- _Page extract_:

(612e) Optimal Design of Droplet Based Microfluidic Ladder Networks Using Genetic Algorithm | AIChE

(612e) Optimal Design of Droplet Based Microfluidic Ladder Networks Using Genetic Algorithm

Authors 

Maddala, J. - Presenter, Texas Tech University
Rengasamy, R., Texas Tech University



Droplet microfluidic technology helps is achieving spatio-temporal control of chemicals in a pre-defined network topology. The next generation droplet based lab-on-chip devices can possibly revolutionize combinatorial drug screening and high throughput analysis of chemicals and cells.  Ladder network is an example of a microfluidic device that is designed to achieve synchronization of pairs of drops. Ladder networks have two parallel channels that are interconnected by bypass channels. The droplets travel in the main channels and the bypass channels are inaccessible to droplets. To optimally design ladder networks there is a need to develop appropriate modeling and design algorithms. Using the concepts of a network model, a generic simulation approach for the ladder networks is developed. Using this simulation model we predict that the ladder networks with fore-aft structural symmetry are limited to reducing droplet spacing. Additionally, we show that asymmetry in ladder networks provide additional functionalities such as expansion, contraction, flipping and synchronization of drops. 

Typical objective functions for optimizing ladder network designs are binary and discontinuous. Therefore, conventional gradient based approaches for design are difficult to implement. In this talk, we propose a genetic algorithm based approach to design these networks. A novel encoding scheme is proposed to handle experimental constraints. In this work, we discuss the design of ladder networks for two different objectives using genetic algorithms: (i) Ladder networks that encode and decode droplets as they travel through the device, (ii) Ladder networks that synchronize drops that enter with a mean and a variance in delay.  In the first case, the design generated by the genetic algorithm transforms the exit spacing of the drops to a sigmoid function. In the second case, the ladder networks act at as a filter, where the inlet spacing of droplets is amplified by the first few bypasses and reduced by the other bypasses.

- _Task_: In the ladder network abstract, what connects the two parallel channels of a ladder network? The rows come from a separate source unrelated to the ladder network abstract.

- _Entries shown_:
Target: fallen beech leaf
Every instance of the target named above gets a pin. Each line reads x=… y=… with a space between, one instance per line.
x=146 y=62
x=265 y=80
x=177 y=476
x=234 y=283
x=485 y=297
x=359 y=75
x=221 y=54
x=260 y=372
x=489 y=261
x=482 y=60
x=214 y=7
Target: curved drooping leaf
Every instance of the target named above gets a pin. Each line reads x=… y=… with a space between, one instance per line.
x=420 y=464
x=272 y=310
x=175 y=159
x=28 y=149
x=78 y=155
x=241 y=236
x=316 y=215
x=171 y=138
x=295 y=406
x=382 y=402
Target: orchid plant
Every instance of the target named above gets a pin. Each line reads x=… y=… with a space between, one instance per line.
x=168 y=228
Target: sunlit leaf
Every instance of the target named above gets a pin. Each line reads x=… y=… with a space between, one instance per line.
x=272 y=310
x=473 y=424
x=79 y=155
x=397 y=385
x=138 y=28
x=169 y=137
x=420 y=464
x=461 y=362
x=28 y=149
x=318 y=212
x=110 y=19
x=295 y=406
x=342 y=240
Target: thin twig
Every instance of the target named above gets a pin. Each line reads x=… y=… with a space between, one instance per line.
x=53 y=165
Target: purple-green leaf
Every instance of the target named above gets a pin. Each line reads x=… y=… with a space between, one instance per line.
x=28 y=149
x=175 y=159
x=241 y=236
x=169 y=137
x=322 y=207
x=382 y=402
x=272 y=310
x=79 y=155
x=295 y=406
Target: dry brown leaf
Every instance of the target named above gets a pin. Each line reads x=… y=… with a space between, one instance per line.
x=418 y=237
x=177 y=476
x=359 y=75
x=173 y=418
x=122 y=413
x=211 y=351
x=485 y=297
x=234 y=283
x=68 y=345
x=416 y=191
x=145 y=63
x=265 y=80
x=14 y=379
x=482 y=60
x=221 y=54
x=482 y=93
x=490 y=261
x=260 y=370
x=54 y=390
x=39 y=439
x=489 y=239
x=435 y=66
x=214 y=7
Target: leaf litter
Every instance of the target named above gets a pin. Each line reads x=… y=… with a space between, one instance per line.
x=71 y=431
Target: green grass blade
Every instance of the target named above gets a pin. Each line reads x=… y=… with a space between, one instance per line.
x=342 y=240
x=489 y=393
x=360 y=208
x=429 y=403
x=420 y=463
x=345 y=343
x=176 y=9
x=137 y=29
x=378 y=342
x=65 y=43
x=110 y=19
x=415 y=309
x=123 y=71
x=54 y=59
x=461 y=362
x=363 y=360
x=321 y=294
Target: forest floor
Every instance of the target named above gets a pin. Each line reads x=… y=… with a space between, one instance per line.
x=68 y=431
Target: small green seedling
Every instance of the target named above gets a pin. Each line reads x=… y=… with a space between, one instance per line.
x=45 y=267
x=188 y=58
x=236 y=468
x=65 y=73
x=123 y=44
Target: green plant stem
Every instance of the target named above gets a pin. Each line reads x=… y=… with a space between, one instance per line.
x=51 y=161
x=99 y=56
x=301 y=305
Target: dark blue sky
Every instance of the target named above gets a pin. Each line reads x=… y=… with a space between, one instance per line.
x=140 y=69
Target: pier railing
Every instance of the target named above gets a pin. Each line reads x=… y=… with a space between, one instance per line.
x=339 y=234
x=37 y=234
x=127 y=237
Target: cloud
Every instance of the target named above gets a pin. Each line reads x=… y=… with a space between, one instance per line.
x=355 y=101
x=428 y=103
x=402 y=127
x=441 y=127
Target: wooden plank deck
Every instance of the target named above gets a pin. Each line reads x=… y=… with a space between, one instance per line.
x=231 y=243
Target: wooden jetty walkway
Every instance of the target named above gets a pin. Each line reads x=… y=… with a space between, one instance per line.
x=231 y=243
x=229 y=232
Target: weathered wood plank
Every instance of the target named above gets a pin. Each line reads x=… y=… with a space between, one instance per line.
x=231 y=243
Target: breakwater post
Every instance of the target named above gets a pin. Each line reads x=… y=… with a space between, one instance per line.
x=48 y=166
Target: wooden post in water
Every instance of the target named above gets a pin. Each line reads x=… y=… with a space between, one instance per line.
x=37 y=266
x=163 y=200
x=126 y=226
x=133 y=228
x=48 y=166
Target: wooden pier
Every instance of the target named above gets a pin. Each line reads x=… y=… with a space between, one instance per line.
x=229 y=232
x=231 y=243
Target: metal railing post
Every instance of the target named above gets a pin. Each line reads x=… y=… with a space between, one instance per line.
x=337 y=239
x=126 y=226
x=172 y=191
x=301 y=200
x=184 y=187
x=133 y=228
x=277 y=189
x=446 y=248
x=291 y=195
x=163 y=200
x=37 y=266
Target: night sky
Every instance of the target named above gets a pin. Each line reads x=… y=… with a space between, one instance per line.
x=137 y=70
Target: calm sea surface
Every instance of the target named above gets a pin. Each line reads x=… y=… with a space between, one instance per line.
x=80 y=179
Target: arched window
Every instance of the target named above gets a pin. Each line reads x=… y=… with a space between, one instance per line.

- _Solution_: Bypass channels connect the two parallel channels.